• Page extract
CaSE (Do et al., 2025) comes closest. It evaluates reasoning steps using only prior context, which is functionally a forward-looking analysis — and it demonstrates measurable improvements by doing so. But CaSE frames this as a better evaluation methodology, not as a correction for a systematic absence. It does not note that backward-from-outcome analysis is the default, that users cannot see this default operating, or that the absence of forward analysis leaves a gap in the user’s ability to evaluate whether the AI’s output is trustworthy. CaSE built the fix without diagnosing the disease. The researchers appear to have solved a problem they did not name — which is itself an instance of the analytical direction blind spot this taxonomy identifies.
PreFlect (Wang et al., 2026), MIRROR (Guo et al., 2025), and Reflective Test-Time Planning (Hong et al., 2026) each implement prospective reflection from different architectural angles. Each produces measurable improvements. None identify the directional default as the unifying explanation for why prospective reflection works better than retrospective analysis. The pattern connects work that currently exists in separate literatures without recognizing their common mechanism.

• Extracted information
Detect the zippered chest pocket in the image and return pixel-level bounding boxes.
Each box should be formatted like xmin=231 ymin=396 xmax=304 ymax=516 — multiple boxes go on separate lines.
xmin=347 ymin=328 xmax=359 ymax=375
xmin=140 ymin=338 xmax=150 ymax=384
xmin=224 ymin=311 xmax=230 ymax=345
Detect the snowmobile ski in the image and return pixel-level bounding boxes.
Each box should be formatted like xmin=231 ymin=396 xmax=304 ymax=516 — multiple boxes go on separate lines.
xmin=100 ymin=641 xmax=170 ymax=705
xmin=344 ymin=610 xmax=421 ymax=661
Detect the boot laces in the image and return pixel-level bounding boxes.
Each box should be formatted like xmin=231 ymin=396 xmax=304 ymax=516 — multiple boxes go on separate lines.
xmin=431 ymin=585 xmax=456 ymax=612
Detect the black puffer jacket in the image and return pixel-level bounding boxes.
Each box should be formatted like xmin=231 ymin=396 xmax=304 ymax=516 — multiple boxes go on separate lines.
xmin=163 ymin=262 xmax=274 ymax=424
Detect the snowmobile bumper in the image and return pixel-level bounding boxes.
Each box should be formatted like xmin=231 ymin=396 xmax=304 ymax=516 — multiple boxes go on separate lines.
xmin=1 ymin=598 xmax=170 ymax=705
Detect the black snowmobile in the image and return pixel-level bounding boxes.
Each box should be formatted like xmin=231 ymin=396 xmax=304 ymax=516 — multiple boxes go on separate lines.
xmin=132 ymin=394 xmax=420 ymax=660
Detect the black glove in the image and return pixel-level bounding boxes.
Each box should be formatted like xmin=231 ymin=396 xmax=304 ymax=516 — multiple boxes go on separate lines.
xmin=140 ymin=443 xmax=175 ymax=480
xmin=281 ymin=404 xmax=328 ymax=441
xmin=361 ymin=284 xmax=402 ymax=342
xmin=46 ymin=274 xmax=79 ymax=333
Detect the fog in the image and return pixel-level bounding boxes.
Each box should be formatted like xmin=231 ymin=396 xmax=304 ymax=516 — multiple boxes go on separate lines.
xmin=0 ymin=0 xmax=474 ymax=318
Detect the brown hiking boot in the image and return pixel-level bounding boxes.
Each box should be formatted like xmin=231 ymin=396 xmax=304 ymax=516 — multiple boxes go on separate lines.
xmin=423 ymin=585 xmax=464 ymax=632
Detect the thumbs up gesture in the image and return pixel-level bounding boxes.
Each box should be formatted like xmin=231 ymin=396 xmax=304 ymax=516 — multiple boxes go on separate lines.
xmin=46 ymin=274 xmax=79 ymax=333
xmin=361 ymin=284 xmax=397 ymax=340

• What to work on
From the passage on prospective reflection research, copy word for word the part that starts with the words containing "PreFlect (Wang et" and ends with "their common mechanism.".

• Response area
PreFlect (Wang et al., 2026), MIRROR (Guo et al., 2025), and Reflective Test-Time Planning (Hong et al., 2026) each implement prospective reflection from different architectural angles. Each produces measurable improvements. None identify the directional default as the unifying explanation for why prospective reflection works better than retrospective analysis. The pattern connects work that currently exists in separate literatures without recognizing their common mechanism.